● **Excerto do texto**
************

Às três da madrugada, eram cinco
as ocorrências registadas, agora o número já ultrapassa as 120 e são 39 os
desalojados. A reportagem durante as horas que antecederam a chegada do furacão
Lorenzo e, agora que o pior passou, na sua despedida. Será? Nos Açores as
tempestades nunca dizem adeus, apenas até já
Melissa Canhoto tem 34 anos e está
há nove em São Miguel. Nasceu nos Estados Unidos, na Califórnia, mas tem “toda
a família” nas Flores – “pai, mãe, primos, tios”. “Falei agora com os meus pais
e está muito escuro mas nada diferente de um dia normal de inverno nas Flores”,
dizia-nos pouco depois das 20h dos Açores desta terça-feira, mais uma hora em
Portugal continental. Melissa e a irmã, que mora em Aveiro, estão preocupadas
com os pais e à partida tinham razão para isso: o “Lorenzo” chegaria madrugada
dentro e embora viesse no nível 1 na escala que mede a intensidade dos
furacões, chegou a ser 5 (o máximo) mas oscilou regularmente entre o nível 3 e
4 nos dias que antecederam a sua chegada ao arquipélago português.
O pai de Melissa tem apenas 8% de
visão e a mãe tem “problemas de locomoção”. “Mesmo com estas dificuldades
estiveram a preparar tudo ontem para a chegada do furacão, estiveram na limpeza
do quintal e a reforçar as janelas com trancas”, conta, orgulhosa, a filha.
Na ilha em frente, o Corvo – a
mais pequena do arquipélago, com cerca de 450 habitantes -, Rosa é figura
conhecida: é ela que prossegue a tradição das típicas barretas do Corvo, o
produto mais genuíno da ilha, que lhe foi ensinado pela sua mãe, falecida já
este ano, e que tem no cineasta e músico Gonçalo Tocha, por exemplo, um dos
seus mais reconhecidos promotores. O contacto na terça-feira foi diferente e
Rosa já sabia que o motivo era o “Lorenzo”: “O dia foi tranquilo. Neste momento
[22h dos Açores] o vento já dá ares da sua graça, mas por enquanto nada de
preocupante. Vamos esperar pelo período entre as 04h e as 08h”.

************

● **Dados registados**
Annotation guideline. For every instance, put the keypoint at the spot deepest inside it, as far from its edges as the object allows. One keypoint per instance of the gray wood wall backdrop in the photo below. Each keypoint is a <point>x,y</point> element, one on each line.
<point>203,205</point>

************

● **As tarefas**
(1) No texto sobre o furacão Lorenzo, copie o trecho que começa em "O pai de Melissa" e vai até "orgulhosa, a filha.", trocando "janelas" por "portas".
(2) Resuma em lista o parágrafo do texto sobre o furacão Lorenzo que começa por "Na ilha em frente, o Corvo", sem perder os factos principais.

● **Resultados do exercício**
(1)
O pai de Melissa tem apenas 8% de
visão e a mãe tem “problemas de locomoção”. “Mesmo com estas dificuldades
estiveram a preparar tudo ontem para a chegada do furacão, estiveram na limpeza
do quintal e a reforçar as portas com trancas”, conta, orgulhosa, a filha.

(2)
- O Corvo é a ilha mais pequena do arquipélago, com cerca de 450 habitantes.
- Rosa é figura conhecida na ilha: prossegue a tradição das típicas barretas do Corvo, o produto mais genuíno da ilha.
- Aprendeu-a com a mãe, falecida este ano.
- O cineasta e músico Gonçalo Tocha é um dos mais reconhecidos promotores das barretas.
- No contacto de terça-feira, Rosa já sabia que o motivo era o "Lorenzo".
- Disse que o dia foi tranquilo e que, às 22h dos Açores, o vento já se fazia sentir, mas sem nada de preocupante.
- Esperava pelo período entre as 04h e as 08h.